▸ PROBLEM:
Please scale part of the listing, starting with the line that contains "Could you indicate which part of this picture the lawn" and going on through the line that contains "[97,52,394,230]", by writing out only those lines in full with every box coordinate multiplied by 1.15. Round each coordinate to a whole number, with halves rounded up.

[Rows from a box labeling dataset]
════
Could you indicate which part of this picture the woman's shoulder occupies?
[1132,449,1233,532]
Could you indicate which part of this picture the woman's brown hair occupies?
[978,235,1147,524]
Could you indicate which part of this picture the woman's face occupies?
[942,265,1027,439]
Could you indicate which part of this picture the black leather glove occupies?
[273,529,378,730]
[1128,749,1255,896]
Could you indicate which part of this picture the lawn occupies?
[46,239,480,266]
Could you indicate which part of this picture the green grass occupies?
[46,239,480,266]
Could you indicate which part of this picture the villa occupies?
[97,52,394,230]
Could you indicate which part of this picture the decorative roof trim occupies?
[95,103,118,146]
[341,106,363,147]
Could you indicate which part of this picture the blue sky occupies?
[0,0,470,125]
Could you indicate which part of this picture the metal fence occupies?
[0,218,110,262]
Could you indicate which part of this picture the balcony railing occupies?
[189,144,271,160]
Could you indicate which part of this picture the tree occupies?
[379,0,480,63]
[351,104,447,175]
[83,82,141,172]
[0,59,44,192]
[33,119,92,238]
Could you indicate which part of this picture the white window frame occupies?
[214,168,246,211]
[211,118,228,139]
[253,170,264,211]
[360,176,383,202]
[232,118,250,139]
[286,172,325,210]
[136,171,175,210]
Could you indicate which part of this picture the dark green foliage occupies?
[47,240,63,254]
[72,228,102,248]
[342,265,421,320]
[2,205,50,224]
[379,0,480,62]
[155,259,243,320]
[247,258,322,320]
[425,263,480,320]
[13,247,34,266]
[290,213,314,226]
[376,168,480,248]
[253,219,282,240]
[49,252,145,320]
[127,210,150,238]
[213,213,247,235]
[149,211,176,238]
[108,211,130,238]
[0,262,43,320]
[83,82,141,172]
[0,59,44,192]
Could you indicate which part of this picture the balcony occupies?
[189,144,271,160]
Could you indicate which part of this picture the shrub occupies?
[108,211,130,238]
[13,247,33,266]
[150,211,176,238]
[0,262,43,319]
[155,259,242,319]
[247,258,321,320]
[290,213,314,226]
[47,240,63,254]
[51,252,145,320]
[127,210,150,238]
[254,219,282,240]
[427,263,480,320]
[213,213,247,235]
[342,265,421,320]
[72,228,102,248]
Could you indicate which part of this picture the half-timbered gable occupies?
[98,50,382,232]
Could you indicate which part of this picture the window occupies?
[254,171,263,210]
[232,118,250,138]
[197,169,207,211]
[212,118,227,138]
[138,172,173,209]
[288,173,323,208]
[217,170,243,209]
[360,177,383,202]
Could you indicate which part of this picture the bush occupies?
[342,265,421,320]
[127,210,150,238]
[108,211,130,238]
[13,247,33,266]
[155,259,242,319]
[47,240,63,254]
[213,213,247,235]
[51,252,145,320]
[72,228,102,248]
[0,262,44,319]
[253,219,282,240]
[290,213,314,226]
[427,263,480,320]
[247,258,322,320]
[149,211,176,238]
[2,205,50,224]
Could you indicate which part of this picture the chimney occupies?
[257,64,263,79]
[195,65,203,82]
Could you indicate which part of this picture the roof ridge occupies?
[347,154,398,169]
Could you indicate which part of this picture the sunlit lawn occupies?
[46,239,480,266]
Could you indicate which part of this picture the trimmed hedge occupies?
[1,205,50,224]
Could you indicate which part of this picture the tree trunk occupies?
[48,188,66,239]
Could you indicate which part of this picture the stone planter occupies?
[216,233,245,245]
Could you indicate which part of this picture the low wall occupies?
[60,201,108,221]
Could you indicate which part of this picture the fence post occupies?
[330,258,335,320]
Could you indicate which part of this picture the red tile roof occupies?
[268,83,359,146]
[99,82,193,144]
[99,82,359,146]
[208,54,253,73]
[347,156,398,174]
════
▸ COMPLETE ANSWER:
Could you indicate which part of this picture the lawn occupies?
[53,275,552,306]
Could you indicate which part of this picture the green grass occupies?
[53,275,552,306]
Could you indicate which part of this picture the villa occupies?
[112,60,453,265]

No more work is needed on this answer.